(Image-grounded pointing data)
*** Block opens ***

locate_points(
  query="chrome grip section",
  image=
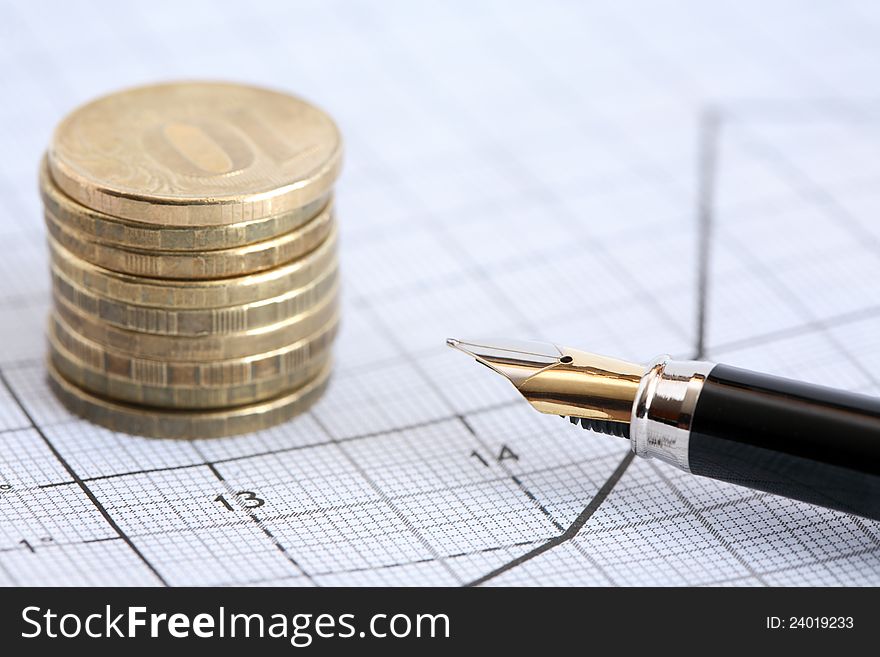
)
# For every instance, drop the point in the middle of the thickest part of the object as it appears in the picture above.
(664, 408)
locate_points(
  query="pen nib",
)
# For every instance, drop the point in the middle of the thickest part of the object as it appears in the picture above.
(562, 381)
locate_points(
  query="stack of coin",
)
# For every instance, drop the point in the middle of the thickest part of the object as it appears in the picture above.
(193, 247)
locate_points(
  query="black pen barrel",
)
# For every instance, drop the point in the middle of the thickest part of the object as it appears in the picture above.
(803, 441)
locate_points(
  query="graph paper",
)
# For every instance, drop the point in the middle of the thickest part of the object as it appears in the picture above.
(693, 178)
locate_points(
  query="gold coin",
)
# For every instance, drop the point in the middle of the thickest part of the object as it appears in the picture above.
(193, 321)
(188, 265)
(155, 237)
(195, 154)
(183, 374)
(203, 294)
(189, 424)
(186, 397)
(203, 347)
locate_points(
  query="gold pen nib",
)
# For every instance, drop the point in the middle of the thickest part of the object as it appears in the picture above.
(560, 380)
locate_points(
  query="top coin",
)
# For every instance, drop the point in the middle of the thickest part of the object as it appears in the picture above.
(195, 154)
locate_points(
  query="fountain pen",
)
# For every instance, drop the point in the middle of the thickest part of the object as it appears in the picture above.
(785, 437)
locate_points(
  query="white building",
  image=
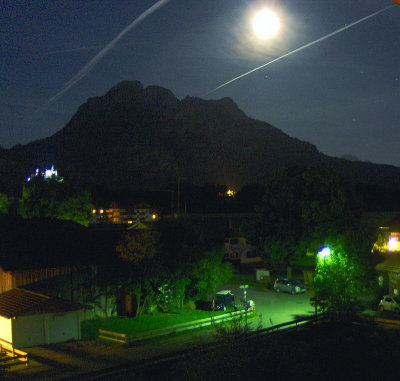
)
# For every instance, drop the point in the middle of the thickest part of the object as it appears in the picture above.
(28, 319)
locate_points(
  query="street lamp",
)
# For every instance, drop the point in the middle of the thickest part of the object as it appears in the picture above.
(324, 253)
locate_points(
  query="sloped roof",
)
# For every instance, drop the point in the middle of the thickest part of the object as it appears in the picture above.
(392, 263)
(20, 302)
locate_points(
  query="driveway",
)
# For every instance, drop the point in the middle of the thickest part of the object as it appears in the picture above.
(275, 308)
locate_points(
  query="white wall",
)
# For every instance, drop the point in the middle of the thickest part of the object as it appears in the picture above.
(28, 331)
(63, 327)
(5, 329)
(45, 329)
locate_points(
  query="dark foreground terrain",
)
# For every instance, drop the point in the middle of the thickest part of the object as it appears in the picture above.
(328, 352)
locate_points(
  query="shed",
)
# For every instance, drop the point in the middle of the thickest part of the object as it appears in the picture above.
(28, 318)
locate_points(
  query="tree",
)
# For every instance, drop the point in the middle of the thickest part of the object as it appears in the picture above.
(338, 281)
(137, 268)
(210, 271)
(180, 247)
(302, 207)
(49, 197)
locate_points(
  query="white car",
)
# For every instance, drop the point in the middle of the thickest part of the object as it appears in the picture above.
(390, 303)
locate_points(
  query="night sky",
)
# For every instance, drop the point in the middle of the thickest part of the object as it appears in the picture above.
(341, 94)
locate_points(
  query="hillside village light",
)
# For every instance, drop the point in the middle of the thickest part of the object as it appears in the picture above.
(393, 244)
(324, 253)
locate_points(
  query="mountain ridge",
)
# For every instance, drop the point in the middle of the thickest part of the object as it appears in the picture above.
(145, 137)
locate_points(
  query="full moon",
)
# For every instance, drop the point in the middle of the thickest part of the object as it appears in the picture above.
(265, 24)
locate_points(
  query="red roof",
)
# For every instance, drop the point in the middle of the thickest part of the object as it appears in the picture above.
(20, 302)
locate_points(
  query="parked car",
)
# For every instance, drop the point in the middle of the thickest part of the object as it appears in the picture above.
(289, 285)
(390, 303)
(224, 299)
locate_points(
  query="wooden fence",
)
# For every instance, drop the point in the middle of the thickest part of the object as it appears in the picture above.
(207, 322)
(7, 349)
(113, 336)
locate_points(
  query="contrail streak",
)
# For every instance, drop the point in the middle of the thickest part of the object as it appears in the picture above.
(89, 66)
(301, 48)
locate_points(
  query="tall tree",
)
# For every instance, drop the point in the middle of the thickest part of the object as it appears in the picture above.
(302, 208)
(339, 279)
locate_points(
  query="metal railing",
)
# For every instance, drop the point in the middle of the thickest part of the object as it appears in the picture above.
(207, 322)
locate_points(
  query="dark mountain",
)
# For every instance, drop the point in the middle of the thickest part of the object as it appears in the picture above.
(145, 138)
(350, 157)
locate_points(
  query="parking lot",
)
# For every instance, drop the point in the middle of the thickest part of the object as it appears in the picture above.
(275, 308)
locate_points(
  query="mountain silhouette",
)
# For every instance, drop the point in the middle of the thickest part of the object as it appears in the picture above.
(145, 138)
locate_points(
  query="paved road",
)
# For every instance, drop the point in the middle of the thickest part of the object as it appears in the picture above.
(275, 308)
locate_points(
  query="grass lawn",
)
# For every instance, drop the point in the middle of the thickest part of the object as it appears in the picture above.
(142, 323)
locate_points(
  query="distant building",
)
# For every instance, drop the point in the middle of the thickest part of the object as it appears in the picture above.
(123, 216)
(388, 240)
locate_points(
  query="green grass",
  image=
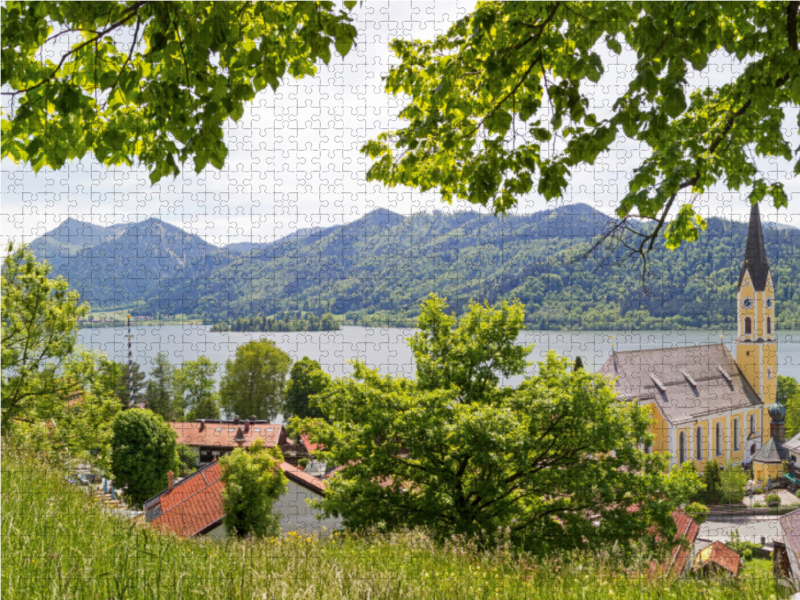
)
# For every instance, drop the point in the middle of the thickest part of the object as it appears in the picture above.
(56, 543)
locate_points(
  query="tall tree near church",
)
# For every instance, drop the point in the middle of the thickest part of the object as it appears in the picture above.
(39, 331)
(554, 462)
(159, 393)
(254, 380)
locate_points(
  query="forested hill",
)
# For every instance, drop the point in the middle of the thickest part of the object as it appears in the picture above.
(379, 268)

*** Block closes ***

*Instructions to follow*. Return the entries above exactly as they appear. Pictures should not be copied.

*Written response*.
locate_points(
  query="chrome grip section",
  image=
)
# For every instance, drop the point in the middle of the thickest part of the object as it appears in the picture above.
(664, 408)
locate_points(
  query="pen nib",
)
# For every instance, drop the point in the middle of the thickest part of the object as it appears in the picture above.
(562, 381)
locate_points(
  query="stack of coin",
)
# For every instance, drop the point in the middle of the thickest part of the object as it appears in the picture above.
(193, 247)
locate_points(
  query="black pen barrel",
)
# For every instance, drop the point in the middle of the thickest part of the object as it appears in the picture above.
(803, 441)
locate_points(
  query="graph paper",
)
# For every instance, drop the point in the middle of the thickest part of the object as it appears in the picture above.
(693, 178)
locate_points(
  query="gold coin",
)
# For every instance, drop the point in the middle of the thickest part of the object as it appears in the picture above.
(193, 321)
(188, 265)
(155, 237)
(195, 154)
(183, 374)
(203, 294)
(189, 424)
(186, 397)
(203, 347)
locate_points(
  query="gold pen nib",
)
# For every instance, drop the point in the middle of the thickest part of the object as it appears in the picture above.
(560, 380)
locate_points(
  query="top coin",
)
# For every instance, drop the point in the middle of the thickest part of the object as it appears in the picture above.
(195, 154)
locate_points(
  query="fountain pen",
)
# For every instance, drop the point in the middle of the thickest part of the object as it appears in the picture above.
(785, 437)
locate_points(
  query="white building",
  image=
)
# For every instance, drop the point in the middle of the thickest part of the object as it appears in the picture above.
(28, 319)
locate_points(
  query="street lamp",
)
# For every instance, drop the point in the middle of the thickest part of the object as it appears in the picture above.
(324, 253)
locate_points(
  query="sloped roof",
)
# For every instance, drop the point in the middle of the thickest part of the object as it appears in the picture above.
(392, 263)
(20, 302)
locate_points(
  query="driveway",
)
# For every instance, drop the point in the middle of the thickest part of the object as it appears in the picture above.
(275, 308)
locate_points(
  query="white wall",
)
# For every instance, drop the point in the middle of the thickest part of the object as it appears in the picture above.
(28, 331)
(63, 327)
(5, 329)
(45, 329)
locate_points(
  query="dark foreground terrain",
)
# For every instance, drop the point in the middle of the thickest part of the object as it appears in the picture above.
(328, 352)
locate_points(
  query="shed",
)
# For every instance, drop the point in the middle of the thickest part of the object as it appears in the picture above.
(28, 318)
locate_points(
  query="tree",
)
# For every instance, drop the point in the middle of the thickest part of the object as it appears in the picture above.
(338, 281)
(137, 268)
(210, 271)
(180, 247)
(302, 207)
(49, 197)
locate_points(
  query="white car",
)
# For every instance, drop the point in the middle of the thickest part of the object as it appears in the picture above.
(390, 303)
locate_points(
  query="night sky",
)
# For every instance, drop the point in the middle of the thickest part of the object as it appears in the picture above.
(341, 94)
locate_points(
  query="hillside village light",
)
# For every instance, drop the point in the middle of the thickest part of the object as it appears in the picture above.
(393, 244)
(324, 253)
locate_points(
  query="mountain ridge",
)
# For every instance, drop the point in the middle of the thickest part of the object as it appears in the picture above.
(145, 137)
locate_points(
  query="full moon",
)
# For every instance, drop the point in the middle of the thickest part of the object as it appears in the picture above.
(265, 24)
locate_points(
  query="red roof",
)
# For every instance, drop the point in the middle of the thickest part of the object as it appears in the picture above.
(20, 302)
locate_points(
  query="parked car",
)
# For every instance, drop the point in the middle of the thickest part of the object as it appears in the picture above.
(289, 285)
(390, 303)
(224, 299)
locate_points(
  query="wooden fence",
)
# For every instance, drop the point in the middle of the thickest part of the object as it appears in the picture above.
(207, 322)
(7, 349)
(113, 336)
locate_points(
  query="contrail streak",
)
# For every instance, drop the point in the middle of the thickest part of the object as it appears in the picture above.
(89, 66)
(301, 48)
locate_points(
  query="tall tree",
)
# For every instance, drop the point in the middle of the thickest part of the object as it appears in the picture above.
(302, 208)
(339, 279)
locate_points(
  query="metal railing",
)
# For every instance, drop the point in the middle of the thickest part of the object as it appears in the picture above.
(207, 322)
locate_points(
  query="dark mountain",
)
# For every instance, drop the point in the middle of the thickest part of the object as it appears in the picture above.
(145, 138)
(350, 157)
locate_points(
  query="parking lot",
)
# For every instance, drop the point in the middle of the thickest part of the object as it appears in the picture above.
(275, 308)
locate_points(
  query="mountain silhouette",
)
# For every instance, drop the point in the middle of the thickest part of the object as it appears in the picture above.
(145, 138)
locate_points(
  query="paved road",
)
# For every instance, drop the point in the middle of the thickest part of the object as it appears in the picture above.
(275, 308)
locate_points(
  query="grass lawn",
)
# For every instance, drop the point in the middle of the thickest part of the object as it appears in the picture above.
(142, 323)
locate_points(
  query="distant building",
)
# For every instance, drop the point in the middle of the thickest part of the object as it appears in the picture above.
(123, 216)
(388, 240)
locate_points(
  query="green grass",
  image=
)
# For every instance, drop the point in the middle of the thickest part of the object as it appears in the picture above.
(56, 543)
locate_points(
  query="tall tree near church",
)
# For every instance, drop the point in the middle of the thickest part of the object as it appears in the picture above.
(39, 331)
(554, 462)
(159, 393)
(254, 380)
locate_points(
  query="forested hill",
)
# For every instance, drop the point in the middle of the thickest part of the object as it appears in the picture above.
(379, 268)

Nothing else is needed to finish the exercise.